Selected extract.
════════
= Junior tennis =

Tennis matches between players 18 and under

Junior tennis refers to tennis matches where the participants are aged 18 and under. Eligibility to compete in International Tennis Federation Junior tournaments is not based on age, but year of birth: as a result, some players must move out of juniors soon after their 18th birthday, while others can play juniors until they are nearly 19. Some players who qualify as "junior tennis" players also play in main adult tours, though forms signed by their parent or guardian are required for this. Historically, some junior players will turn professional at the age of 16 like Andre Agassi or Pete Sampras.

==United States Tennis Association (USTA) Junior Tournaments==
The USTA runs their own circuit of junior tournaments at sorted into different age groups. With initial junior tournaments being organized in the 1910s, the USTA now runs a yearly circuit of tournaments ranging from district level up to national and international events. The USTA offers tournaments for divisions as young as 8 and under, up to 18 and under. For the younger divisions, smaller courts and shortened matches are used, transitioning into full best of three sets matches at the older age divisions. Many participants in the USTA junior circuit go on to play tennis in college, either at the collegiate level, or through the USTA Tennis on Campus. Until recently, each region of the USTA operated under slightly different formats, rules and regulations. But as of 2021, the USTA has standardized their ranking system and tournaments system under a single set of guidelines.

=== Eligibility ===
To play a USTA sanctioned tournament, a junior must be a registered USTA member and a US citizen. Some non-US citizens are also allowed to compete, such as those living in the US for asylum or with refugee status, or children of diplomats. In addition, a player is allowed to compete in an age division until the month of their birthday in which they age-out (such as turning 17 and no longer being 16 and under). Players often compete in multiple divisions, playing above their age in addition to their current age division. All USTA members are divided by location into sections, with some junior tournaments restricting entry only to players in the section they are held.

=== Tournaments ===
The USTA separates their junior tournaments into 7 levels, with the highest leveled tournaments being Level 1, and then descending in ranking points available and prestige until Level 7. Level 1 and Level 2 tournaments are exclusively run at the national level (some notable tournaments include the USTA National Championships, which funnels into the Junior US Open and US Open for the 16s and 18s divisions respectively). Level 3 tournaments are run both at the national, and the sectional level, where some sections can run "Closed Section Level 3 Tournaments", where they restrict entry to be exclusively players from that section. Each USTA section hosts an annual Sectionals Championship, a Level 3 tournament that provides the winner direct entry into the USTA National Championships at the corresponding age level. All tournaments below Level 3 are hosted at the sectional or district level, and usually provide fewer points. These tournaments can vary between being closed section or open to any USTA junior, which is decided by the section running them. Each tournament level has its own formatting rules and draw sizes, but most matches played are best two out of three sets, with either a full third set or a tiebreak played in lieu of a third set. The larger tournaments are often 64 or 128 players per draw, while smaller tournaments can have as few as 2 or 4 players.
════════
Records supplied.
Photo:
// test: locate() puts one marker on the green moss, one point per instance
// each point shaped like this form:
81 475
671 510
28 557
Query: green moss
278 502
════════
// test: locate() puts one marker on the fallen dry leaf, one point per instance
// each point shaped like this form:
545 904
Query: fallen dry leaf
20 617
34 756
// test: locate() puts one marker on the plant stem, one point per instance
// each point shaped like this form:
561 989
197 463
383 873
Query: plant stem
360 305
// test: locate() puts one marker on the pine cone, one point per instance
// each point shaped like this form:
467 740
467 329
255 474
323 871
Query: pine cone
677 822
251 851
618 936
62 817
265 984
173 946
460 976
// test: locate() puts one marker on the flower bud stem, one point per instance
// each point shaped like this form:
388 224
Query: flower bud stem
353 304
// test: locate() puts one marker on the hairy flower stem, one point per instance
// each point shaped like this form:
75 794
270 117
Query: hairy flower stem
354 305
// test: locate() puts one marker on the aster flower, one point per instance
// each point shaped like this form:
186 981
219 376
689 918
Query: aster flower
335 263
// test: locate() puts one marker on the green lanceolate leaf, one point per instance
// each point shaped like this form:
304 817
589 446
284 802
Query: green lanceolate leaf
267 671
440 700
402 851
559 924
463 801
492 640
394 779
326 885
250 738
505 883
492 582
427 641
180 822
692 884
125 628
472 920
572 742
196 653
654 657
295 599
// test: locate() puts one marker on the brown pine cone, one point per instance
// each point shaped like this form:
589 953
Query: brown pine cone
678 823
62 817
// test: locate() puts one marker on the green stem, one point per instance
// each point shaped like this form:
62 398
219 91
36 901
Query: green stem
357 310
════════
Requests.
a) In the junior tennis article, list the kinds of non-US citizens who may still compete in USTA sanctioned tournaments.
b) According to the junior tennis article, into how many levels does the USTA separate its junior tournaments?
The items aren't needed here.

Solutions.
a)
- Those living in the US for asylum
- Those with refugee status
- Children of diplomats

b) Seven levels, from Level 1 (highest) down to Level 7.